======== DATA PROVIDED

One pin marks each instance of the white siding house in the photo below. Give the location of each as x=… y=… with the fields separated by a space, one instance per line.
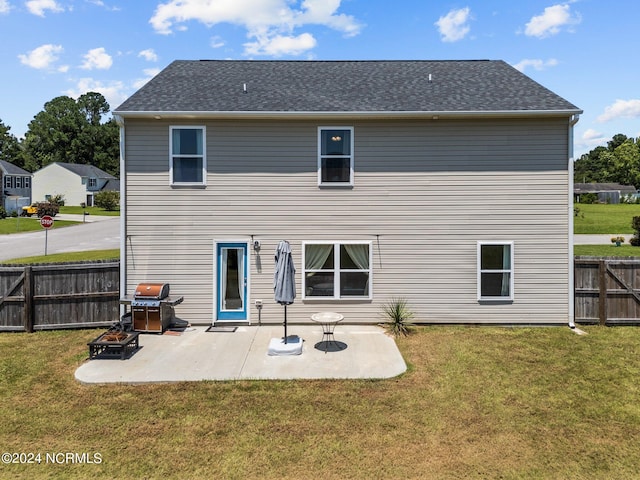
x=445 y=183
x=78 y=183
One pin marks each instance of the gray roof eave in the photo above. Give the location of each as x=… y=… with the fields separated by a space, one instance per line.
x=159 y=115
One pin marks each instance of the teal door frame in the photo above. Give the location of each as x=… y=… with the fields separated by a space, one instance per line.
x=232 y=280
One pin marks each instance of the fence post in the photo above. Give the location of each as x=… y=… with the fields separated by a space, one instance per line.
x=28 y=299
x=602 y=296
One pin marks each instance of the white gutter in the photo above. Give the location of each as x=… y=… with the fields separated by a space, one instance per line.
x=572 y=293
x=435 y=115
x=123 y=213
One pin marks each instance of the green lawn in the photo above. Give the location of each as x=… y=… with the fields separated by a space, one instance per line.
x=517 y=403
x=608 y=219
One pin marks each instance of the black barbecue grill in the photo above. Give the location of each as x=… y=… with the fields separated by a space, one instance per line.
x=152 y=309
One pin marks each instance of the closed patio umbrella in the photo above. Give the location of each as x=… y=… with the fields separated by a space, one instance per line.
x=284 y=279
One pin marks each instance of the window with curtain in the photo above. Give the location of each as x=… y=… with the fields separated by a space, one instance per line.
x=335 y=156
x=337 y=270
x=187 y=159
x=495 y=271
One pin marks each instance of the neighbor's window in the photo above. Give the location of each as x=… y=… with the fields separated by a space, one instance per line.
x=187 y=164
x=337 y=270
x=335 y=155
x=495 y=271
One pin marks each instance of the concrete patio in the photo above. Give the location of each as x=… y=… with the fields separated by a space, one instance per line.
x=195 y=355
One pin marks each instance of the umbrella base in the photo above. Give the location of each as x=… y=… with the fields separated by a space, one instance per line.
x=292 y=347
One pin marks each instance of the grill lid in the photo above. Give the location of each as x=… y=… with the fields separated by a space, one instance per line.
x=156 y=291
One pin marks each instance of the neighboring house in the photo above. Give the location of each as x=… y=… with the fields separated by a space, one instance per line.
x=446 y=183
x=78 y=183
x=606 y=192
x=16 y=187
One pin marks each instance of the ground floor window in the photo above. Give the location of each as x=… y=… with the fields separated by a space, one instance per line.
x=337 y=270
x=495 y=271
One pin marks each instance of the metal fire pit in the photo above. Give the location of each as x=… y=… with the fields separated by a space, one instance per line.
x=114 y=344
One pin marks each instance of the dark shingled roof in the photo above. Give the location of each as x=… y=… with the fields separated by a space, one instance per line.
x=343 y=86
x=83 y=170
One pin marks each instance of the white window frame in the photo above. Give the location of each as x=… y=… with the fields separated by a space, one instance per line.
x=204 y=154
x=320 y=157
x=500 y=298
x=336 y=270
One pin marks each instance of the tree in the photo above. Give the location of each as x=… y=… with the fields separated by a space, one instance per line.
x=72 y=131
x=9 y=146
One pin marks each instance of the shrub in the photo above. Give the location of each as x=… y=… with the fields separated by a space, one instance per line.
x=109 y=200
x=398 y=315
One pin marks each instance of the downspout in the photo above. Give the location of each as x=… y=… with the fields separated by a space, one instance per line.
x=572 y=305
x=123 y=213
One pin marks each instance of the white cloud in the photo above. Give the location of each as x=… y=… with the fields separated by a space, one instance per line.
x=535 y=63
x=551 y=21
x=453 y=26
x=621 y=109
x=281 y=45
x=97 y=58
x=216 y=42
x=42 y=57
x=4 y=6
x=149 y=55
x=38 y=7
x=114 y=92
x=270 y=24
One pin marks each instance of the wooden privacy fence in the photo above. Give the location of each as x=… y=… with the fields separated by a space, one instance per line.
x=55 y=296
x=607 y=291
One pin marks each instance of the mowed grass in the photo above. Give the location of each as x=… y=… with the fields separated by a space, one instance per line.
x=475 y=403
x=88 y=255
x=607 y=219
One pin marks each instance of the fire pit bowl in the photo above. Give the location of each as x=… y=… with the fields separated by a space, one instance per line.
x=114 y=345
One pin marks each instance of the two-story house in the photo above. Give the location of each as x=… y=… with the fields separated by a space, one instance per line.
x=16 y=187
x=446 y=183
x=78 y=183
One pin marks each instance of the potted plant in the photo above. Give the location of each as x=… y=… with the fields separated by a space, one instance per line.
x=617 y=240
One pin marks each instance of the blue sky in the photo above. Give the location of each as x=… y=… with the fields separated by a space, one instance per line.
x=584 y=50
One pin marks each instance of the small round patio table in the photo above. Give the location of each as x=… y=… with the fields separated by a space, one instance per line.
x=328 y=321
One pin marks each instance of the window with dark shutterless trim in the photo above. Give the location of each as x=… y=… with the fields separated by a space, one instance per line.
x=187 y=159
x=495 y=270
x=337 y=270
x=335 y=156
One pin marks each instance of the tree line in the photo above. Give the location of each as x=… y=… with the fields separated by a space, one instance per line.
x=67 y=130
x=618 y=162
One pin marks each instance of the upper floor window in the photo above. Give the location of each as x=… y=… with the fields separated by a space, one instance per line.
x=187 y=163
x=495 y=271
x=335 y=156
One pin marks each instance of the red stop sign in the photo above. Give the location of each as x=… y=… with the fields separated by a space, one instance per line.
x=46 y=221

================

Rewrite every item above with "photo" changed to "image" wherever it occurs, keeping all other wording the same. Omit the pictures.

One pin marks each instance of the white siding house in the image below. Give the location of each as x=… y=… with the fields separated by a space, one instance per line.
x=445 y=183
x=78 y=183
One pin marks each instance of the gray roof eave in the image above. Give the location of each as x=… y=… with the fields separated by a space, one instance per line.
x=159 y=115
One pin marks each instance of the teal door frame in the image above. Give the location of each as x=… y=… with the fields separated by a space, one instance per line.
x=232 y=280
One pin marks each instance of the fence post in the image above. Give the location of each as x=… y=… with the fields separated by a space, one instance per line.
x=28 y=299
x=602 y=296
One pin marks each instance of the white gutter in the image above. Give the location of each as x=… y=… with the fields separated by a space, one instance per line.
x=572 y=293
x=435 y=115
x=123 y=213
One pin marks each instance of the green lawn in the image above. Give the location of each as x=… y=… with the fields separated by a space, one instance per line.
x=517 y=403
x=608 y=219
One pin marks each instance of the black barbecue grill in the image above. Give the location of each as x=… y=… with the fields separated by a space, one instance per line.
x=152 y=309
One pin marks each instance of the closed patio umbrella in the image above. Give the location of each as x=… y=… with the fields separated by a space, one instance per line.
x=284 y=279
One pin marks each instance of the window with curtain in the image above. Give the location of each as x=… y=… with the fields separated by a space, one instance per line.
x=335 y=156
x=337 y=270
x=187 y=159
x=495 y=271
One pin marks each instance of the neighbor's window in the image above. Give the location of each as x=… y=… with the fields separated by a space, one instance per line.
x=187 y=164
x=337 y=270
x=335 y=155
x=495 y=271
One pin marks each instance of the concrete patio in the image above. Give the location of each as x=… y=… with the fields separated by a space, one instance per line.
x=195 y=355
One pin marks each instance of the umbrella base in the image above. Give the location of each as x=… y=… with the fields separated by a space, one instance per line.
x=292 y=347
One pin marks each instance of the grill lid in the image above. Give the location of each as x=… y=… with the fields separated by a space, one instance per line.
x=156 y=291
One pin marks each instance of the neighboring house in the image above. Give the location of each as x=… y=… with the fields separated by a space, one instance per line.
x=446 y=183
x=78 y=183
x=606 y=192
x=16 y=187
One pin marks each instance of the ground floor window in the image above. Give the location of each as x=… y=… with the fields separated by a space, one instance per line.
x=337 y=270
x=495 y=271
One pin marks each instance of the metal fire pit in the image above. Give the location of each as x=… y=… with the fields separated by a space, one instance per line.
x=114 y=344
One pin marks each instance of the dark shingled roof in the image above. Give the location of each as x=… y=… with the fields separated by a space, one instance per line.
x=343 y=86
x=83 y=170
One pin marks each instance of the white window frame in the image above. Give the location of each as x=… y=… with the fields separated by a space, one instance per line.
x=204 y=154
x=320 y=157
x=500 y=298
x=336 y=270
One pin marks each instance of the tree in the image above. Give the location of each as x=… y=… with the fields separated by a space, one instance per line.
x=72 y=131
x=9 y=146
One pin marks each instance of the shrub in the image above. Give the location of each as x=… y=… with the fields separated by a space, one instance per line.
x=109 y=200
x=398 y=315
One pin marks each instance of the downspout in the image above. Give the location of each as x=… y=… with the fields separated by a space, one instance per line.
x=572 y=305
x=123 y=213
One pin marks each instance of the white cloud in the image above. Give the location of each as x=… y=… with the fields separated by a space, one instance per line.
x=535 y=63
x=551 y=21
x=453 y=26
x=621 y=109
x=281 y=45
x=97 y=58
x=216 y=42
x=42 y=57
x=4 y=6
x=149 y=55
x=38 y=7
x=114 y=92
x=270 y=24
One pin marks each instance of the wooden privacy fence in the image above. Give the location of each as x=… y=… with the fields separated by a space, one instance per line.
x=55 y=296
x=607 y=291
One pin marks each instance of the mowed grass in the image above. Give the location of each as x=… y=… with the fields separated by a space, one instance per line.
x=475 y=403
x=88 y=255
x=607 y=219
One pin marks each instance of the fire pit bowl in the image above. Give the location of each as x=… y=… with the fields separated by a space, one instance per line.
x=114 y=345
One pin marks each instance of the two-story house in the image above. Give the location of each as x=… y=… with the fields separated by a space, one instance per line.
x=16 y=187
x=446 y=183
x=78 y=183
One pin marks each instance of the potted plant in the image above. Give the location of each as x=… y=… with the fields separated by a space, one instance per line.
x=617 y=240
One pin marks each instance of the blue sky in the image above. Give the location of each as x=… y=… with the fields separated by a space, one instance per line.
x=584 y=50
One pin marks each instance of the small round patio table in the image above. Give the location of each as x=… y=… with the fields separated by a space, one instance per line.
x=328 y=321
One pin marks each instance of the window with dark shutterless trim in the image above. Give the location of each as x=… y=… with the fields separated by a space, one instance per line.
x=187 y=159
x=495 y=270
x=337 y=270
x=335 y=156
One pin marks each instance of the tree line in the image above. Give the location of each as x=… y=… with the fields separated by a space, one instance per line.
x=67 y=130
x=618 y=162
One pin marks each instance of the upper floor window in the image above. Give the location of each as x=… y=… with the fields separated by a space, one instance per line.
x=187 y=163
x=495 y=271
x=335 y=156
One pin marks each instance of the red stop sign in the image above. Give the location of each as x=… y=… with the fields separated by a space, one instance per line.
x=46 y=221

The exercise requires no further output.